#### [Data listing]
• • •

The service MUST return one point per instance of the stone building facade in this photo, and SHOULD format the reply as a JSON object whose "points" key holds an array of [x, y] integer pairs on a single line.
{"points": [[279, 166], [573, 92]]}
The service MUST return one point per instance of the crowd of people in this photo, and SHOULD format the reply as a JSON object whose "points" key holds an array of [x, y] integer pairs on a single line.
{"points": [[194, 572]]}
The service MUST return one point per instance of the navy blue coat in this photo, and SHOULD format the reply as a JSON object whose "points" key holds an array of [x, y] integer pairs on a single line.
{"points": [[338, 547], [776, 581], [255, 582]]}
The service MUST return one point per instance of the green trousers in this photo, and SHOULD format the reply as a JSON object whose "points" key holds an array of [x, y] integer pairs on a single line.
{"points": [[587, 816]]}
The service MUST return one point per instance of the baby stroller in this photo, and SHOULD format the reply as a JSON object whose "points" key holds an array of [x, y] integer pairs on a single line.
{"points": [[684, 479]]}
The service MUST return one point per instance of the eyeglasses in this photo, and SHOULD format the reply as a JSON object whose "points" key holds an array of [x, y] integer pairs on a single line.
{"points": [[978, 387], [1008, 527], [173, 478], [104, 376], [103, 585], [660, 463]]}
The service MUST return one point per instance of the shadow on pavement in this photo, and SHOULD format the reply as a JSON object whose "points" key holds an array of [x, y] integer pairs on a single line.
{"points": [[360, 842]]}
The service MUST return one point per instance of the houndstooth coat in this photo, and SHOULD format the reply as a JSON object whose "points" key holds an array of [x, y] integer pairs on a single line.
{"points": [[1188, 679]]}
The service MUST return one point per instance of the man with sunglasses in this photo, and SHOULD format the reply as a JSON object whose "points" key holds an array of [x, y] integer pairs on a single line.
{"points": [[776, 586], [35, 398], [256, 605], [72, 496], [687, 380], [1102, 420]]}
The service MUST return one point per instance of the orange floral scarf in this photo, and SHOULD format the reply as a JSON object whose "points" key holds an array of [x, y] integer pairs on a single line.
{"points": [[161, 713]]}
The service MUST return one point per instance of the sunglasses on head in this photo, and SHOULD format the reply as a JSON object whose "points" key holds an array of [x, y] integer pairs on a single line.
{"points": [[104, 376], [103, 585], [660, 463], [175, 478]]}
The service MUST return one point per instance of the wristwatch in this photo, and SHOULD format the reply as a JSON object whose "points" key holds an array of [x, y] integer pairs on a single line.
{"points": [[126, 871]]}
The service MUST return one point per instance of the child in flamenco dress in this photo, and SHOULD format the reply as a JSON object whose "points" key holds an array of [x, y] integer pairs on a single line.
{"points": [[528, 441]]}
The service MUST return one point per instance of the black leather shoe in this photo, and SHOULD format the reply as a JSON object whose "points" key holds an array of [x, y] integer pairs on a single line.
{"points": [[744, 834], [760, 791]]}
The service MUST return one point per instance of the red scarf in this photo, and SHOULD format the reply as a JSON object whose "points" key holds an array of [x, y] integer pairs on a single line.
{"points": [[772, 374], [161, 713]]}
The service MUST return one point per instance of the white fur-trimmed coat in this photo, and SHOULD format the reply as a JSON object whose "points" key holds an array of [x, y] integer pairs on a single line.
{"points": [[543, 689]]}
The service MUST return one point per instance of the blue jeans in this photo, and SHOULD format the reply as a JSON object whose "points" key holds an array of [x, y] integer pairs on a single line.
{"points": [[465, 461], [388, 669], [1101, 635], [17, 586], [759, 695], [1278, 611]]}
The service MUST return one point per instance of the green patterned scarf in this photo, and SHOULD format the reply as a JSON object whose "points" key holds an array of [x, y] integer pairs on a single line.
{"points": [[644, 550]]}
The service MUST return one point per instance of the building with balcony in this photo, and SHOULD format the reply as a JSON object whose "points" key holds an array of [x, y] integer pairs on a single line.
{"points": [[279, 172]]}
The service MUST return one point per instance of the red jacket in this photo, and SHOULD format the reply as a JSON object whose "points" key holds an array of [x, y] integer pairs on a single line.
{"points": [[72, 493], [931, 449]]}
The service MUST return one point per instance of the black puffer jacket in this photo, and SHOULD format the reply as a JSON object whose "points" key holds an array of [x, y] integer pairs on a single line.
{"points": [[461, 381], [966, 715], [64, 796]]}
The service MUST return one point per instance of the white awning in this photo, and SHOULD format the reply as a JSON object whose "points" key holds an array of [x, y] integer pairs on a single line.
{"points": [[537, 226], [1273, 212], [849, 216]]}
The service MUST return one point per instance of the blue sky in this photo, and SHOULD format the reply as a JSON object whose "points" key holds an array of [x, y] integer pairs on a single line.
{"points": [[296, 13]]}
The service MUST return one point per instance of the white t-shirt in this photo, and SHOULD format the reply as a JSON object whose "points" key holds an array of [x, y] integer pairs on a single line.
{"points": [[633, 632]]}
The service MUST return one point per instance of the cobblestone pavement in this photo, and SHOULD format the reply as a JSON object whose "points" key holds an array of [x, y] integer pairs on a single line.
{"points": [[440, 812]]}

• • •

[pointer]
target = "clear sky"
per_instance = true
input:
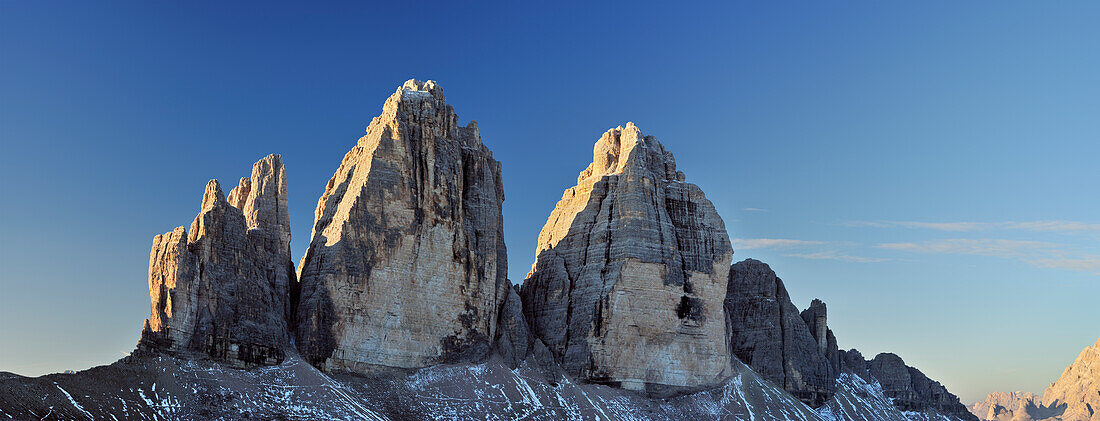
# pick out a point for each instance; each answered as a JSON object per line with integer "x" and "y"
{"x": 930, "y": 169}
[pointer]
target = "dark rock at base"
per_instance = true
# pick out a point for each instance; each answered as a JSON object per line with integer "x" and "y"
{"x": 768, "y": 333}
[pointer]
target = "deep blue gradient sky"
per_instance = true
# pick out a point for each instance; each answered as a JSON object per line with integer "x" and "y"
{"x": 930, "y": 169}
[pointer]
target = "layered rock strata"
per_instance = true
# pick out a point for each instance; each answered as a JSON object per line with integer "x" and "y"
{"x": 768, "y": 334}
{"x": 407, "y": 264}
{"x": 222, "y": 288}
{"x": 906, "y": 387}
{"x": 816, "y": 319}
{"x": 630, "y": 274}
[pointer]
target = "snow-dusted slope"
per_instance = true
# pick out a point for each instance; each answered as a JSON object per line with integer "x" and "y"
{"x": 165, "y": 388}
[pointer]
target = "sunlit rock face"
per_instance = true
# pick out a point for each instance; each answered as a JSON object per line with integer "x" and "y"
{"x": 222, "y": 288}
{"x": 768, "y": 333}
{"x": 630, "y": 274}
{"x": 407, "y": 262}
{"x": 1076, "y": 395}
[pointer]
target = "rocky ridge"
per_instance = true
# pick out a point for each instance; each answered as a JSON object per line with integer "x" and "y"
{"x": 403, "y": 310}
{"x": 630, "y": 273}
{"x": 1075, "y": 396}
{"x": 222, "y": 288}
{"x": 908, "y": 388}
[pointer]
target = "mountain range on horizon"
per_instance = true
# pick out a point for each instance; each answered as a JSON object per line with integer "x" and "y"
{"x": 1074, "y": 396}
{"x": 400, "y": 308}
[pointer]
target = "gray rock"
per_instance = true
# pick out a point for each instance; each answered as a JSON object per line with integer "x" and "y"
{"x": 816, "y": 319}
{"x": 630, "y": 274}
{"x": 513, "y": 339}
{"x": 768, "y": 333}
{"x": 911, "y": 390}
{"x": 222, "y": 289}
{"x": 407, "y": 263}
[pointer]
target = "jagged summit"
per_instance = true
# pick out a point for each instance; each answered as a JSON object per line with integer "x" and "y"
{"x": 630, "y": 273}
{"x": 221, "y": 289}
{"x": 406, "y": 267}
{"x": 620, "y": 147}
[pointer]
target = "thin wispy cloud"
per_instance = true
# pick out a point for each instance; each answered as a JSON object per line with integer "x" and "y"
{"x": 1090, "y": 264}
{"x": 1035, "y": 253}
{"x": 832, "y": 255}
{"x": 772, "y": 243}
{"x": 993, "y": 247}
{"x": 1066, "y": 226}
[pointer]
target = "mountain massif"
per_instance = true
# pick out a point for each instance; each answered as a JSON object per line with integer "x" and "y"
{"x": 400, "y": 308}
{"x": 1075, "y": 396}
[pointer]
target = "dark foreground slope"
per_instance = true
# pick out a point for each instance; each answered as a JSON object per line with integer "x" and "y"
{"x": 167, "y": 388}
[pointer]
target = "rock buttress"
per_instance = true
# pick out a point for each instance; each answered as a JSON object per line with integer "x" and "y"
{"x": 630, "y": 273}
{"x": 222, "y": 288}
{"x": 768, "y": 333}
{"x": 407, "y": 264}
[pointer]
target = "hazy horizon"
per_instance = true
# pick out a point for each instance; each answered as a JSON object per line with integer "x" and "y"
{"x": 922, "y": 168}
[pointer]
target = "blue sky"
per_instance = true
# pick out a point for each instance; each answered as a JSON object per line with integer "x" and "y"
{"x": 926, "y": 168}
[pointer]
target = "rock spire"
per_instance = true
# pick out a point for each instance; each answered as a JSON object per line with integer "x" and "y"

• • •

#### [Task instructions]
Write only the number of lines in the data where the string "mountain" can be found.

#### [Response]
2